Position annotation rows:

+-------+

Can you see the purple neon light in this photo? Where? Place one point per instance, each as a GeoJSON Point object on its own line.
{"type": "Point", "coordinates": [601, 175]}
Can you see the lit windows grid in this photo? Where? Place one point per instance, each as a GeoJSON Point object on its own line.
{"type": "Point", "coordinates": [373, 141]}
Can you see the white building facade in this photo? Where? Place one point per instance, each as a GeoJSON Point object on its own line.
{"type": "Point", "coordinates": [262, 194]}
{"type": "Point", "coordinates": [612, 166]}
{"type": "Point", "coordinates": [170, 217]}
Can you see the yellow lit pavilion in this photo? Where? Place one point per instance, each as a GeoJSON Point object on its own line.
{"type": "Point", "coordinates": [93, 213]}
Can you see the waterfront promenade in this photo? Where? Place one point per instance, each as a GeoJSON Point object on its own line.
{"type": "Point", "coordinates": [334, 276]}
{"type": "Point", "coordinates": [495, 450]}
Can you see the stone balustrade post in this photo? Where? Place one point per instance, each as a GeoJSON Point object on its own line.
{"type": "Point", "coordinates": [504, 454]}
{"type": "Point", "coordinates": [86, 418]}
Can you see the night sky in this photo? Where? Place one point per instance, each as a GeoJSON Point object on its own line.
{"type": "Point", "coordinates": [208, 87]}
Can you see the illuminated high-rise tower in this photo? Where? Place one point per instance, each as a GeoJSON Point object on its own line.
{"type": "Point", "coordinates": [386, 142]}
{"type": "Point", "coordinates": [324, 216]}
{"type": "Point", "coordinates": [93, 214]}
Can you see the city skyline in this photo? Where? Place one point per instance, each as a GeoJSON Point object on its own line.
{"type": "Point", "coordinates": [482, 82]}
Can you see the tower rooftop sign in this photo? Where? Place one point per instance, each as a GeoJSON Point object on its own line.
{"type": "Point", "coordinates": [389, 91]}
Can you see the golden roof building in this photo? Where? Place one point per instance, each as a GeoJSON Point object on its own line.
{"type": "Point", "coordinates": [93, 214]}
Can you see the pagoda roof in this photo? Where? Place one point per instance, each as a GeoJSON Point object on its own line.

+-------+

# What needs to be done:
Pull out every one of the rows above and reproduce each line unchanged, in its original order.

# Final result:
Can you see the purple neon light in this photo? Where? Place one point per instance, each as a GeoJSON Point object on its own line.
{"type": "Point", "coordinates": [601, 175]}
Can you see the lit windows grid in this photo? Where? Place one point per instance, each as a GeoJSON Point object on its own line.
{"type": "Point", "coordinates": [373, 141]}
Can you see the white building facade in this photo? Where? Place one point per instance, each as a GeoJSON Point object on its own line.
{"type": "Point", "coordinates": [262, 194]}
{"type": "Point", "coordinates": [612, 166]}
{"type": "Point", "coordinates": [170, 217]}
Can you see the yellow lit pavilion in this photo? Where? Place one point per instance, each as a GeoJSON Point object on its own line.
{"type": "Point", "coordinates": [93, 213]}
Can you see the waterfront promenade in this photo? Where? Place one point per instance, each as a GeoJSON Point object on its own line.
{"type": "Point", "coordinates": [334, 276]}
{"type": "Point", "coordinates": [495, 450]}
Can you see the stone balustrade post in this photo? Where? Place one point per instance, each as a GeoJSON Point object on its own line.
{"type": "Point", "coordinates": [504, 454]}
{"type": "Point", "coordinates": [86, 418]}
Can you see the night sky in this photo? Where? Place one point per instance, each as a GeoJSON Point object on its own line.
{"type": "Point", "coordinates": [208, 87]}
Can you see the illuminated high-rise tower in this photo? Where? Place one point per instance, each as a GeoJSON Point object on its own line.
{"type": "Point", "coordinates": [386, 142]}
{"type": "Point", "coordinates": [324, 216]}
{"type": "Point", "coordinates": [93, 214]}
Can you see the city skyline in this photo? Where? Place one point per instance, each as a GeoJSON Point object on its own line.
{"type": "Point", "coordinates": [482, 82]}
Can you see the tower rooftop sign in this photo? Where? Place one point per instance, each as a GeoJSON Point object on its own line.
{"type": "Point", "coordinates": [389, 91]}
Can you see the golden roof building in this photo? Where? Place one point per instance, each as a GeoJSON Point object on its own line.
{"type": "Point", "coordinates": [93, 214]}
Can you see the pagoda roof in this photo? Where? Place one point per instance, each as a GeoJSON Point object on its own line.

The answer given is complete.